▸ Source excerpt
Initially the district court stated, "We've got something affirmatively showing that something did not occur that the officer is testifying did occur. . . . It's going to get him an instruction today. . . . I mean, we've got something that shows what was testified to did not occur." But the State argued that the article 38.23 instruction was not warranted because the case law on tampering shows that

tampering is different, that it is a new criminal act. So if you have a bad stop, just—if we assume for the purpose of this that it was a bad stop, when he was in the back of the squad car and he committed that act of putting the marijuana in his mouth and chewing it, that was a new criminal episode. You do not get a 38.23instruction when you tamper with evidence after a bad stop. There's case law directly on that.

The district court requested "a copy of that" case law and then denied Jaquez's requested instruction. The jury convicted Jaquez of tampering with physical evidence as charged.

At the subsequent punishment hearing, Jaquez pleaded true to three enhancement paragraphs in his indictment. The State recommended that "the sentence here should begin somewhere at 35 [years' imprisonment] and climb from there." The district court stated,

Okay. Well, I believe I do have a choice. I'm supposed to see that justice is done. I basically have a Class C misdemeanor that was a fine only that climbed to a POM [possession of marijuana], six months in jail, and we've already served seven-hundred-and-some-odd days in jail. To even obviate the issue regarding whether something is grossly disproportion—a sentence being grossly disproportionate, I find that the enhancements are not true and sentence the defendant to ten years in the penitentiary. That's the sentence of the Court.

There was no objection to this ruling. The district court's judgment of conviction accurately reflects its oral ruling during the punishment hearing that the enhancement paragraphs were not true. This appeal and cross-appeal followed.

DISCUSSION

Error preservation

Preservation of an issue for appellate review ordinarily requires an appellant to have first raised the issue in the trial court. Tex. R. App. P. 33.1(a); Burt v. State, 396 S.W.3d 574, 577 (Tex. Crim. App. 2013); see State v. Rhinehart, 333 S.W.3d 154, 160 (Tex. Crim. App. 2011) (noting that court of appeals erred by not sustaining defendant's argument that State failed to preserve claims presented for first time on appeal). The general requirement of errorpreservation by timely objection in the trial court applies to the State as appellant. See Tex. R. App. P. 33.1(a); State v. Esparza, 413 S.W.3d 81, 88 (Tex. Crim. App. 2013) ("We have explained that the rules of procedural default, such as the contemporaneous objection rule codified in Rule 33.1(a) of the Texas Rules of Appellate Procedure should apply equally to all appellants, whether defendants or the State."); Martinez v. State, 91 S.W.3d 331, 336 (Tex. Crim. App. 2002) ("This 'raise it or waive it' forfeiture rule applies equally to goose and gander, State and defendant.").

▸ Task instructions
(a) In the court opinion excerpt, what sentence did the district court impose on Jaquez?
(b) List every line of the entries that contains the string "face".
The entries that follow are unrelated to the court opinion excerpt above.

▸ Provided material
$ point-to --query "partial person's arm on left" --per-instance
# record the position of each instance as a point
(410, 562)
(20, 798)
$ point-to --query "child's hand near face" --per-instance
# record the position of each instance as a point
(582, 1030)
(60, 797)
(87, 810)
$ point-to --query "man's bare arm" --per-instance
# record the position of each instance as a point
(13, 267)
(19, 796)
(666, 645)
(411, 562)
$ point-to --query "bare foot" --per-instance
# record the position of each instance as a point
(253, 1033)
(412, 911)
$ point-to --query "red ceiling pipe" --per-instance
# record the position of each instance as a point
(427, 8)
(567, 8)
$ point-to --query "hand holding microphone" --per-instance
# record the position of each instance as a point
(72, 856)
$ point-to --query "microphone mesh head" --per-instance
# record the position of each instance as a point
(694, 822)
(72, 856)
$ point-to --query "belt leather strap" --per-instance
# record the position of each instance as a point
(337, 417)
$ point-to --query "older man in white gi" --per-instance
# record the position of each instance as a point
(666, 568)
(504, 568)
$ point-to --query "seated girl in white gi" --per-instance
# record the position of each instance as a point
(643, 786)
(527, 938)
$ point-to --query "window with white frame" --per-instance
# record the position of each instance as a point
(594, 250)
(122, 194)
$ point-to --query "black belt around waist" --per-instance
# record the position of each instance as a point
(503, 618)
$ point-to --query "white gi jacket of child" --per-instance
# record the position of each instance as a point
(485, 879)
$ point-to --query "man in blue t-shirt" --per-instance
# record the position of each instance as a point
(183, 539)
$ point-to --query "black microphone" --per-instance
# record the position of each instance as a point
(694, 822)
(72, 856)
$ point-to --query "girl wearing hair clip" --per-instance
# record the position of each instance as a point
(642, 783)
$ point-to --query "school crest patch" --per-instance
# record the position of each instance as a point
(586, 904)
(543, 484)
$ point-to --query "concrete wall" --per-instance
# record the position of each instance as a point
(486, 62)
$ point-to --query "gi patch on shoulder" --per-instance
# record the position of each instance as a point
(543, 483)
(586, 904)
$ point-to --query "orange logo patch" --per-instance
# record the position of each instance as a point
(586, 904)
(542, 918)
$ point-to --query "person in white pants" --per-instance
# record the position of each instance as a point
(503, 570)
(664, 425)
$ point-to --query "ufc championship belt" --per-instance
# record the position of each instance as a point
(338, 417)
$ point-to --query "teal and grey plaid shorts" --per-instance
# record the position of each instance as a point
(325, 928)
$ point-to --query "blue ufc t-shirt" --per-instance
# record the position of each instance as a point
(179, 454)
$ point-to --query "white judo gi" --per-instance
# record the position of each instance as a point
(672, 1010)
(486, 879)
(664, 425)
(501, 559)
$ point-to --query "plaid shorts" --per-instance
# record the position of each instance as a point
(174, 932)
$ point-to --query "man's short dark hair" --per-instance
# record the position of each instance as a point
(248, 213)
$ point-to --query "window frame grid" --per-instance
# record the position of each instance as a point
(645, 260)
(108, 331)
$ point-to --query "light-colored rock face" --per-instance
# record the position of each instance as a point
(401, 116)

...

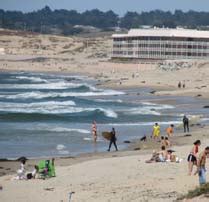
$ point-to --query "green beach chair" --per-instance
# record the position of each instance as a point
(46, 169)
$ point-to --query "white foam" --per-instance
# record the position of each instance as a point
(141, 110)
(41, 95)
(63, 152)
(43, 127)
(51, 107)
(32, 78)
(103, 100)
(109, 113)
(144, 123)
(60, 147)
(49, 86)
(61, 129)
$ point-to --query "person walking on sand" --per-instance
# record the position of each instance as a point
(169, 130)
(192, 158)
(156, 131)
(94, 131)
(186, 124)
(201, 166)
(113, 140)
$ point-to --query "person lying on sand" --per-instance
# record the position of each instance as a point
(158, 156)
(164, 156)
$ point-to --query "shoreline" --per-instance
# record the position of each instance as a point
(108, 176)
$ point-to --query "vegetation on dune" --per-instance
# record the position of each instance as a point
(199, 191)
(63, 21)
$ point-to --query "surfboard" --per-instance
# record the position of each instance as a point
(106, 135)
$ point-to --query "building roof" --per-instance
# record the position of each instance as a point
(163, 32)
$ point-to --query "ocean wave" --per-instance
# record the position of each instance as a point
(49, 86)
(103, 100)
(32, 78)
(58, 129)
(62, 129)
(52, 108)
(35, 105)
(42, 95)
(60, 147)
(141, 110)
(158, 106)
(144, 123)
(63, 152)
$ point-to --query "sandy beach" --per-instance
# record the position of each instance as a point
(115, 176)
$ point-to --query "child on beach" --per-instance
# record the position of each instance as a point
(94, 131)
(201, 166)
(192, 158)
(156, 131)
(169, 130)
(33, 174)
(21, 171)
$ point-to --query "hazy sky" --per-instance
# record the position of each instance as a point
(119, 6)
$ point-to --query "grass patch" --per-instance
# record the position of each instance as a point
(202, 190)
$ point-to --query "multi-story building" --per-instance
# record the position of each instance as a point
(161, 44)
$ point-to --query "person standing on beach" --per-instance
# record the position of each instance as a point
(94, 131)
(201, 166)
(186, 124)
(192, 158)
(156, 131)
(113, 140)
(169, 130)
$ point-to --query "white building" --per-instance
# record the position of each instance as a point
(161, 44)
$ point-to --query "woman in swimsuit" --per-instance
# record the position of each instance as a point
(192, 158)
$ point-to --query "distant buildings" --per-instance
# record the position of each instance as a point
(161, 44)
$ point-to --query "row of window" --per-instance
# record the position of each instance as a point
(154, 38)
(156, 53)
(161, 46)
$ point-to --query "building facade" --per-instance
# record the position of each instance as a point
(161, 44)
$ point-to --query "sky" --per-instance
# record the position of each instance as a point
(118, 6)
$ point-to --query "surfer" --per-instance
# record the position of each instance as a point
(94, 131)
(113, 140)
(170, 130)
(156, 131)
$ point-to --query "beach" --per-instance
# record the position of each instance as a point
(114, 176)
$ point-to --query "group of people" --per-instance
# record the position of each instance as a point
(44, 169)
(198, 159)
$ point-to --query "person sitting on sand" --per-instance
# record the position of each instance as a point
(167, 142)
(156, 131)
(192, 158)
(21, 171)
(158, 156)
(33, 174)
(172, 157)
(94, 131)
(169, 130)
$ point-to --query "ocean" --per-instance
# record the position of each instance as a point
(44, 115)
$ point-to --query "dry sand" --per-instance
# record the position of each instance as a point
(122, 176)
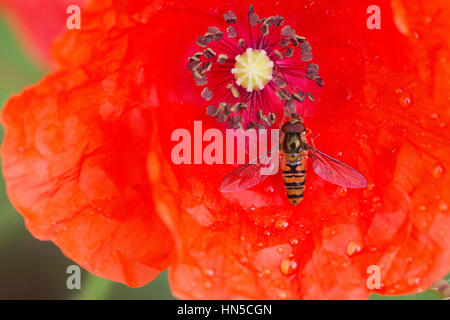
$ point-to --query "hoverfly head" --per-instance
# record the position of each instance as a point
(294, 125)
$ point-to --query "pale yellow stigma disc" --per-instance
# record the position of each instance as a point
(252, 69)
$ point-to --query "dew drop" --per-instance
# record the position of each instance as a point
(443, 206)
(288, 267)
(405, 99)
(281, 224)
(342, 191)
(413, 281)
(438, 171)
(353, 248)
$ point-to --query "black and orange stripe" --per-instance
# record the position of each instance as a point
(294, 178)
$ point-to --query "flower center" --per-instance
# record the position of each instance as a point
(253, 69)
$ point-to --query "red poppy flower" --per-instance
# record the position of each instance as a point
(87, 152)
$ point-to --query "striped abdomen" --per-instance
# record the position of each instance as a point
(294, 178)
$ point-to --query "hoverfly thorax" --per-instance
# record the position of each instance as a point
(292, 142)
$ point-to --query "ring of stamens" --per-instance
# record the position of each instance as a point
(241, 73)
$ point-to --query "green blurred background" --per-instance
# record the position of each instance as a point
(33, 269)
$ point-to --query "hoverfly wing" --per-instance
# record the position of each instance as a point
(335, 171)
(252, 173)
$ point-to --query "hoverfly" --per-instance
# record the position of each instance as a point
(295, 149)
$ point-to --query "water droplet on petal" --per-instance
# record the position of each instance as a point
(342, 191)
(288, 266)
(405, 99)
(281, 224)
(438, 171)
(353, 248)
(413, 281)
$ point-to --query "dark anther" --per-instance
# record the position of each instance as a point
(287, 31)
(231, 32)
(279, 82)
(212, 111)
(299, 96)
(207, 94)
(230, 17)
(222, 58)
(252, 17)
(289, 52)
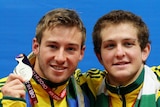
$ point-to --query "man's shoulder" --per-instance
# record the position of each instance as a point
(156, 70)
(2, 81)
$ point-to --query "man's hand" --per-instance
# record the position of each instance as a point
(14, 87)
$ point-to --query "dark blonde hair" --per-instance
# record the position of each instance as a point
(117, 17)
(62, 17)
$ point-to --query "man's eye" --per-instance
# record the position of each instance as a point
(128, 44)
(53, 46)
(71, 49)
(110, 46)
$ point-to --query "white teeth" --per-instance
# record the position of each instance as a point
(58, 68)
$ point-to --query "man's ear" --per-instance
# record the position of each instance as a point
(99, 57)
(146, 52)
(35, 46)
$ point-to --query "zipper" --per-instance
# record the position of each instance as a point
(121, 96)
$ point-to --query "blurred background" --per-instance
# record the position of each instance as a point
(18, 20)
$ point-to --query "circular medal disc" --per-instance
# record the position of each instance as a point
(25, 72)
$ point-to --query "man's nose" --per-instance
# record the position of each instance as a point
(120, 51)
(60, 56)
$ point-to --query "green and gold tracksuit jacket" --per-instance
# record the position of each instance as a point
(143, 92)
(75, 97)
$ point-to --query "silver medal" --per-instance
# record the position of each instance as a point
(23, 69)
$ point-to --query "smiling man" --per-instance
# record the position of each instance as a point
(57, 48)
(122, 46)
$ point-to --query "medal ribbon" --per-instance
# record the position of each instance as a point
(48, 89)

==

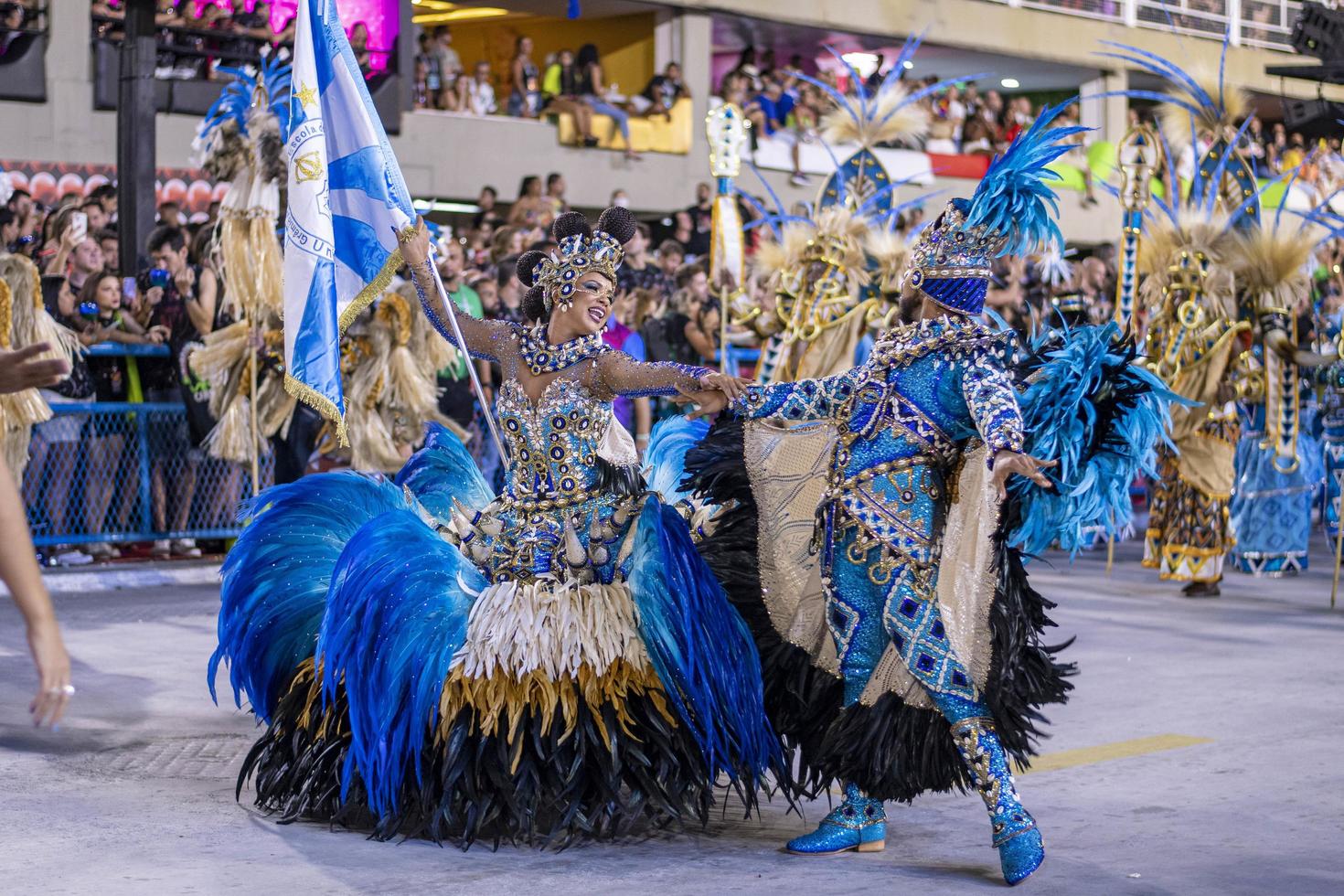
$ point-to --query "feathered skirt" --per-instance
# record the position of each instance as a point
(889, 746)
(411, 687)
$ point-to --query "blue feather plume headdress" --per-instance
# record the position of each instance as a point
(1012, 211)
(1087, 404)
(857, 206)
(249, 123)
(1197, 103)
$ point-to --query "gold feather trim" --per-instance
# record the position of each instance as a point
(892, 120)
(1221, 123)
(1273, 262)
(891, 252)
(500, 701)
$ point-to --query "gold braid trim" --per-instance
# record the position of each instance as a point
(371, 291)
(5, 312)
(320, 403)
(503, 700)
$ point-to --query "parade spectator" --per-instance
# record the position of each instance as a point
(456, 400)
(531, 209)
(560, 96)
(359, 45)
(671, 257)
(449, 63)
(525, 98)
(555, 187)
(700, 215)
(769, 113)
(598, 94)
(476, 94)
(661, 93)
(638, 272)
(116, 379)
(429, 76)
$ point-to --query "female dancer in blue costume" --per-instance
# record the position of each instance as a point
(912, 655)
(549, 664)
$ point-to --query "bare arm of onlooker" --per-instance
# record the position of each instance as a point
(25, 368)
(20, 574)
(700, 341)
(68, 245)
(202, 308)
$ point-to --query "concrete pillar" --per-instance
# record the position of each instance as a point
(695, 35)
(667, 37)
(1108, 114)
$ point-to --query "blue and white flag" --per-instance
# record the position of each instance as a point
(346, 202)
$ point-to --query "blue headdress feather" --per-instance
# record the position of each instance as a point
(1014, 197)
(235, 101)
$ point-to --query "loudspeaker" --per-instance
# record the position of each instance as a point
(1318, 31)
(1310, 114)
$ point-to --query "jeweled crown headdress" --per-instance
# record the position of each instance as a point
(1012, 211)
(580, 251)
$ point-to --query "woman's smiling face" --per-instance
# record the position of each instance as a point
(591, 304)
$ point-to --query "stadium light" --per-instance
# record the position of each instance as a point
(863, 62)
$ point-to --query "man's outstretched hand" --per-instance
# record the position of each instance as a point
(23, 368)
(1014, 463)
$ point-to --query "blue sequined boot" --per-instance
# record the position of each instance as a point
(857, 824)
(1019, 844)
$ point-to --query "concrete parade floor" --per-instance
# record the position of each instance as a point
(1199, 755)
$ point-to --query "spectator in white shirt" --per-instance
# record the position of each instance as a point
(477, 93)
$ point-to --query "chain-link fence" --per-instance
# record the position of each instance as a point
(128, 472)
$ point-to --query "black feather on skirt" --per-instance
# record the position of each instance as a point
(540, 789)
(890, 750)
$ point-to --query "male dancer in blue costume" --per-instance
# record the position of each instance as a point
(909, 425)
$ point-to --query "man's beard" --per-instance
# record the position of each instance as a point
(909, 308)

▸ Outputs in order
(a) Ten years in the penitentiary.

(b)
$ point-to --query "child's hand near face" --per-instance
$ point-to --query "light-colored rock face" --per-instance
$ point-to --query "woman's smiling face" --per-instance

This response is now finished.